◆ **ABOUT THIS TASK**
The listing is to be printed in full, exactly as given.

[EXERCISE DATA — start]

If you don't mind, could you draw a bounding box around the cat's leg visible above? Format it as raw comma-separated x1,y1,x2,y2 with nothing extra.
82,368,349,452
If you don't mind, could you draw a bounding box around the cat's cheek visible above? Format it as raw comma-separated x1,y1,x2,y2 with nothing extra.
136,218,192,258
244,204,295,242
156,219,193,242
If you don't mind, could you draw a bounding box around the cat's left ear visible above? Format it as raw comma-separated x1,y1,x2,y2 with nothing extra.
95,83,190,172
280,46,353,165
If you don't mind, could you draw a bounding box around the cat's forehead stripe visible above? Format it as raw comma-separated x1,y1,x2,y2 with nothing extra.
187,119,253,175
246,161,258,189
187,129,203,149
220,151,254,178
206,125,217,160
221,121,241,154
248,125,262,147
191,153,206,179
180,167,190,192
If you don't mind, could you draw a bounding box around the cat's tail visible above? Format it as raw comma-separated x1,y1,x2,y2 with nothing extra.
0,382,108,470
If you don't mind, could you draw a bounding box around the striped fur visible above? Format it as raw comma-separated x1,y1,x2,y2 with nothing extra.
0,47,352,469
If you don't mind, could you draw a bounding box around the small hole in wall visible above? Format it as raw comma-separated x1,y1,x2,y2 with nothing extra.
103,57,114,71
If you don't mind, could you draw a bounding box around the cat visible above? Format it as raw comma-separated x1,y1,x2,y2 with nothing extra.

[EXERCISE DATA — finish]

◆ **RESULT OF THE EXERCISE**
If you don't mind, could you draw a bounding box around the cat's leg visible above? Format it as raw comma-separated x1,y1,x2,y2 with nothing extra.
82,368,349,452
If you don't mind, could you draw a bounding box around the cat's cheek visible above? Format it as raw comma-separated x1,y1,x2,y2 with nothing extra.
136,218,192,258
244,204,295,242
156,219,193,242
If you don't mind, could you draw a bounding box around the cat's left ear visible above? Format it as raw comma-separated x1,y1,x2,y2 with nothing extra.
95,83,190,172
280,46,353,165
If you don't mind, could you draw a bounding box around the cat's forehead stripe visible above? Format it as raw comma-separated x1,y1,x2,y2 with nothing extra.
187,119,253,175
246,161,258,189
187,129,203,149
220,151,254,178
206,125,217,160
221,121,241,154
248,125,262,147
191,153,206,179
180,167,190,192
If you don't mind, could you draw a bounding box around the cat's tail visible above? Format it as raw comma-separated x1,y1,x2,y2 with nothing extra.
0,382,108,470
If you don't mind, could you draw a bounding box around the striped fur visible above? Format it as raw comma-separated x1,y1,x2,y2 with nothing extra.
0,47,352,469
If you don't mind, could you draw a bounding box around the small hole in wall visible above? Format it as raw comma-separated x1,y1,x2,y2 with nothing extra.
103,57,114,71
If you don't mind, could you draw a bounding box around the cat visible above? Format it as raw comma-separated x1,y1,x2,y2 with nothing extra.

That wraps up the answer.